[Point-per-instance localization data]
*** Begin section ***

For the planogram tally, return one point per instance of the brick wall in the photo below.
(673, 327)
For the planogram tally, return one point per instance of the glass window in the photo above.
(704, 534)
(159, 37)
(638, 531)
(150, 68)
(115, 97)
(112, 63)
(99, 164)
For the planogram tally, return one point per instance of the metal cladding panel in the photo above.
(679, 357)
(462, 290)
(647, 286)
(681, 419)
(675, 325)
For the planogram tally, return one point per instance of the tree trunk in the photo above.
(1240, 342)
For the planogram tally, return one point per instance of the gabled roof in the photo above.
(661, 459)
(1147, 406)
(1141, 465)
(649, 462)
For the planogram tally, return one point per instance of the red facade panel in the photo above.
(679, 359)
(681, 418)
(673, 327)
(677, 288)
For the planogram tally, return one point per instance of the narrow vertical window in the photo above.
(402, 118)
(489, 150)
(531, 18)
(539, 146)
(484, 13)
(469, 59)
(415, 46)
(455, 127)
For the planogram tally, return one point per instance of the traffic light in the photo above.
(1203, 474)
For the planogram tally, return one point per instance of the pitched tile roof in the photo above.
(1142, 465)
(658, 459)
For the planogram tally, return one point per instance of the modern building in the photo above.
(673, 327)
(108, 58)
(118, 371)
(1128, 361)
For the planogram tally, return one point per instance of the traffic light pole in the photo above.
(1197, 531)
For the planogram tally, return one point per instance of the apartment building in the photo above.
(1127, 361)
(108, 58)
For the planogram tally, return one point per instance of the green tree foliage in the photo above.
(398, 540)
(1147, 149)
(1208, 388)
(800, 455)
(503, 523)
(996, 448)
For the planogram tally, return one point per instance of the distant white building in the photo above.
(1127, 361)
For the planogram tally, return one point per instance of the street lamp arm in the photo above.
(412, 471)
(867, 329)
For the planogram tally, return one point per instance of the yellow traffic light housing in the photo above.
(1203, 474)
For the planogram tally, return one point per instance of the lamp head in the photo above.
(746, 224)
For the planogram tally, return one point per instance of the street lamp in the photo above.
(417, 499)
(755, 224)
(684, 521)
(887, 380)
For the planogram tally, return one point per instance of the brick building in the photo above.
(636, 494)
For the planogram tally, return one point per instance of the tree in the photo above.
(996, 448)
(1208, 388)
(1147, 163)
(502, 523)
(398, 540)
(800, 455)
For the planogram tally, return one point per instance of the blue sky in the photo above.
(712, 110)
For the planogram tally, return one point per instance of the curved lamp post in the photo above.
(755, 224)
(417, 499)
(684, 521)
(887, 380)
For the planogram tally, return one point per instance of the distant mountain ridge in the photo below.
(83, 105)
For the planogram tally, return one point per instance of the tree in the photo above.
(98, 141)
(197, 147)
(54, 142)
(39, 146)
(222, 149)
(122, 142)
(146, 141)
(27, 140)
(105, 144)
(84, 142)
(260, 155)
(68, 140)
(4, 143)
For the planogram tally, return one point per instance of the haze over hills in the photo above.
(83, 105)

*** End section ***

**TASK GOAL:** Reproduce each entry exactly, with nothing missing.

**WORKED SOLUTION:**
For the planogram tally, return one point per instance of the brick wall in the photo below.
(673, 327)
For the planogram tally, return one point per instance of the glass window in the photo above.
(704, 534)
(159, 37)
(638, 531)
(150, 68)
(115, 97)
(112, 63)
(99, 164)
For the planogram tally, return one point per instance of the metal cladding panel in the photo above.
(679, 357)
(462, 290)
(647, 286)
(681, 419)
(675, 325)
For the planogram tally, return one point per instance of the tree trunk in the photo above.
(1240, 342)
For the planogram tally, return one point per instance of the gabled roof in the photo above.
(661, 459)
(1147, 406)
(1141, 465)
(649, 462)
For the planogram tally, return one point per instance of the red facade panel in the photo above.
(679, 359)
(681, 418)
(673, 327)
(677, 288)
For the planogram tally, return one point per instance of the narrow vertical window in the photo above.
(402, 118)
(489, 150)
(531, 18)
(539, 146)
(484, 13)
(469, 59)
(415, 46)
(455, 127)
For the planogram tally, return one point per instance of the traffic light in the photo above.
(1203, 474)
For the planogram tally, return one point per instance of the pitched tile roof in the photo above.
(1142, 465)
(658, 459)
For the planogram tally, return one point per instance of the modern building in the photo above.
(673, 327)
(108, 58)
(118, 371)
(1128, 361)
For the planogram tally, return one point per instance of the traffic light pole in the photo above.
(1197, 531)
For the planogram tally, return one point per instance of the apartment building in the photo above.
(1127, 361)
(108, 58)
For the planogram tally, return one point per instance of the green tree foliage in the photo above.
(398, 540)
(1147, 149)
(1208, 388)
(800, 455)
(503, 523)
(996, 448)
For the planogram tally, return one point per instance of the distant white building in the photo above.
(1127, 361)
For the planogram tally, return one point per instance of the street lamp arm in the photo above.
(412, 471)
(867, 329)
For the planogram tally, return one point per instance of the yellow traffic light housing in the photo above.
(1203, 474)
For the planogram tally, return one point per instance of the lamp head in the photo above.
(746, 224)
For the planogram tally, return one point per instance of the street lamp in the photo above.
(417, 499)
(755, 224)
(684, 521)
(887, 380)
For the planogram tally, return one point per instance of the brick building in the photo above.
(636, 494)
For the planogram tally, return one point per instance of the tree in the photo above.
(996, 448)
(1208, 388)
(1147, 163)
(502, 523)
(398, 540)
(800, 455)
For the planogram tally, return one point per instance of the blue sky in the photo above.
(712, 110)
For the planogram tally, return one point per instance of the curved lamp post in the photo above.
(755, 224)
(417, 499)
(684, 521)
(887, 380)
For the planogram tally, return one point per instance of the distant mountain ridge in the photo below.
(83, 105)
For the planogram tally, return one point per instance of the tree in the photo above.
(98, 141)
(197, 147)
(54, 142)
(39, 146)
(222, 149)
(122, 142)
(146, 141)
(27, 140)
(105, 144)
(84, 142)
(260, 155)
(68, 140)
(4, 143)
For the planogram tally, return one point per instance of the haze over hills in the photo above.
(83, 105)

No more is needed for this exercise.